The Beef Promotion and Research Act of 1985 (commonly referred to as the beef checkoff program) was born through producer initiative and referendum. Initially all voluntary, the checkoff became mandatory with the subsequent Farm Bill. I was among those who strongly supported the creation of it and I worked hard to ensure the referendum passed.

Now, however, I believe the program has been hijacked by forces whose interests are not mine or yours.

Since 1985, the checkoff program has raised and spent some $2 billion of producer money on beef promotion and research. That’s a lot of money, but can it be said that you and me, we producers, have benefited from this massive effort?

That’s hard for the average producer to say so maybe we should rely on those involved in day-to-day checkoff business to comment. Here’s what Robert Fountain, Jr., the secretary/treasurer of the Cattlemen’s Beef Board, the checkoff overseer, said in July about the National Cattlemen’s Beef Association (NCBA), for checkoff ’s prime  contractor for the last 14 years:

“An independent accounting firm tested charges from NCBA to the beef checkoff in five areas and found many expenses were either improperly charged to the checkoff or  insufficiently documented. For example, international and domestic travel expenses for the spouses of staff and volunteer leadership, consulting fees for the purpose of investigating a certified beef program for the policy division, travel performed for the  purpose of initiating an NCBA-member insurance program and time spent by employees in meetings related to non-checkoff revenue development were charged in full or in part to the checkoff.”

That’s not me saying this; that’s a checkoff official commenting on what a very cursory audit of recent checkoff spending by NCBA showed. Is this the tip of an iceberg?

To find out, an August 4th letter from the Organization for Competitive Markets and 28 other  organizations representing checkoff paying beef producers was sent to U.S. Department of Agriculture Secretary Vilsack, U.S. Attorney General Eric Holder and USDA Inspector General Phyllis Fong urging them to take decisive action against misuse of checkoff funds by NCBA. The letter asked for the:

• freezing of checkoff funds handled by NCBA;

• suspending NCBA as a program contractor;.

• conducting an investigation and audit;

• redressing violations, misuse or fraud and recovery of misappropriated funds; and

• separating NCBA from the Federation of State Beef Councils.

......

[TASK REQUIREMENTS]
a - According to the beef checkoff passage, approximately how much producer money has the program raised and spent since 1985?
b - Write the next part of the beef checkoff passage, picking up after its final point about separating NCBA from the Federation of State Beef Councils.
The rows that follow are separate material and are not part of the beef checkoff passage.

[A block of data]

......

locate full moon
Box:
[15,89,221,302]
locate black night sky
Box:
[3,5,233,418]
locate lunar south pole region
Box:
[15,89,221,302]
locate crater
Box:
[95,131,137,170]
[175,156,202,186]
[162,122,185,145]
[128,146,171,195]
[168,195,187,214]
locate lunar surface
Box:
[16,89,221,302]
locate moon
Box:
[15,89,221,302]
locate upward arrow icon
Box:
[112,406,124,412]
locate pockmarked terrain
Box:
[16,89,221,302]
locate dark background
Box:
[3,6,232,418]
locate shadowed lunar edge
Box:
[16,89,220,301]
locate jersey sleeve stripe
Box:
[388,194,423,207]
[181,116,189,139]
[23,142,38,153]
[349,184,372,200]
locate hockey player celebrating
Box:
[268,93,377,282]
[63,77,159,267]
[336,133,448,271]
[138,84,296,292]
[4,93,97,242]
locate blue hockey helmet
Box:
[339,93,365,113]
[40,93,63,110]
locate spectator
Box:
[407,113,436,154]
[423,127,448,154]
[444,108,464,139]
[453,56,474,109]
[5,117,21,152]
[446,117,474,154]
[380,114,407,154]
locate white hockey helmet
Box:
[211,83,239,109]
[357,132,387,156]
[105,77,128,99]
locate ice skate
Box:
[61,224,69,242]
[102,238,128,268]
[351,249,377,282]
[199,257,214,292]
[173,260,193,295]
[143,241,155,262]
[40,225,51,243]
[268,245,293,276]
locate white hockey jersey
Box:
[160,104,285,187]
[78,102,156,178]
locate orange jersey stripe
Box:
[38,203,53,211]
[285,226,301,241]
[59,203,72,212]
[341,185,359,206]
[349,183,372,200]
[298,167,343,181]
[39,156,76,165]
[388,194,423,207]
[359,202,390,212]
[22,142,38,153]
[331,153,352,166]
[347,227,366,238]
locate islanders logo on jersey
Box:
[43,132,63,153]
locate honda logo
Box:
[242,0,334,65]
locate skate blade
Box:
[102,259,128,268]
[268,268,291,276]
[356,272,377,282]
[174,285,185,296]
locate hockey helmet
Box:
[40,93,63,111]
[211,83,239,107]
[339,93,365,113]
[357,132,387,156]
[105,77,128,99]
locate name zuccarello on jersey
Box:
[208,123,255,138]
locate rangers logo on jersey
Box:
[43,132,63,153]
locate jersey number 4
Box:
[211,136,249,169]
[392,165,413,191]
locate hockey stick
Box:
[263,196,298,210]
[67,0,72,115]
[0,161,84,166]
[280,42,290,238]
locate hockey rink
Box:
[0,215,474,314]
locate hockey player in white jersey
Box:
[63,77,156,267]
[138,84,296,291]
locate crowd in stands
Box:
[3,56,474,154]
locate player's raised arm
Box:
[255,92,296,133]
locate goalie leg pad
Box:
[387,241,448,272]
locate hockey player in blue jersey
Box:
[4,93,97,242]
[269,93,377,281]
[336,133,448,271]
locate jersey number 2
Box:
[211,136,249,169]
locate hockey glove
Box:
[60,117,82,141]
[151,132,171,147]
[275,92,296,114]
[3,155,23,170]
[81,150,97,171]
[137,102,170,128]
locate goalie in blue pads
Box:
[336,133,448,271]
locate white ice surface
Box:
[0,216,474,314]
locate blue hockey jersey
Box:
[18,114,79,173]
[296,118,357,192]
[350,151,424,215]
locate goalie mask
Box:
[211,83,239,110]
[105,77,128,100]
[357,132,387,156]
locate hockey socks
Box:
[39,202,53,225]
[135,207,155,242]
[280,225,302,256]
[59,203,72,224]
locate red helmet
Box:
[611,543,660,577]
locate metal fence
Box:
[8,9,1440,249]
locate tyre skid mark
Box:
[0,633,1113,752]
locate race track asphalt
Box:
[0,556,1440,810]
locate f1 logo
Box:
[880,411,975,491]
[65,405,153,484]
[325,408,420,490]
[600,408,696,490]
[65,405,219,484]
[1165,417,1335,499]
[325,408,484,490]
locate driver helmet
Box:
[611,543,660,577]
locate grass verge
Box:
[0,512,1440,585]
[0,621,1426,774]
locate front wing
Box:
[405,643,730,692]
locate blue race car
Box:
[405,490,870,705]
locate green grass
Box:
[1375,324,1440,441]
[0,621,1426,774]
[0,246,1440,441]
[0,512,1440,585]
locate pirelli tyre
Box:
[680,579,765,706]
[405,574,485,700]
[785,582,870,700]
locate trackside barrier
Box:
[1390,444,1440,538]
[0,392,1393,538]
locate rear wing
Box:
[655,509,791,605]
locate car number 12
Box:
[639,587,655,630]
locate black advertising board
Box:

......

[FINAL RESULTS]
a - Some $2 billion.

b -
For decades I was a member of my state cattlemen’s organization and the various iterations of the national cattle organization–the ANCA, the NCA, the NCBA. A few years back, I dropped my membership in both state and national organizations because it became very evident that both actively opposed policy and market protections that favored you and me, the producers.

For example, NCBA vigorously opposed—and still opposes–Country of Origin Labeling(COOL) even though cattle producers overwhelmingly support it. How can an organization that fights against the belief of all cattlemen, COOL, be those same cattlemen’s $50 million a year contractor of the checkoff?

Also, NCBA’s shrill voice now leads the meatpacker chorus in opposition to the proposed GIPSA Rule which I see as an essential first step in reviving the Packers and Stockyards Act. By any fair measure, this rule is critical if independent farmers, ranchers and cattle feeders are to have a competitive marketplace in decades to come.

Does the checkoff ’s main contractor, NCBA, support the future of these hundreds of thousands of producers or does it, as it takes every producer’s checkoff money, support the meatpackers hatred of the proposal?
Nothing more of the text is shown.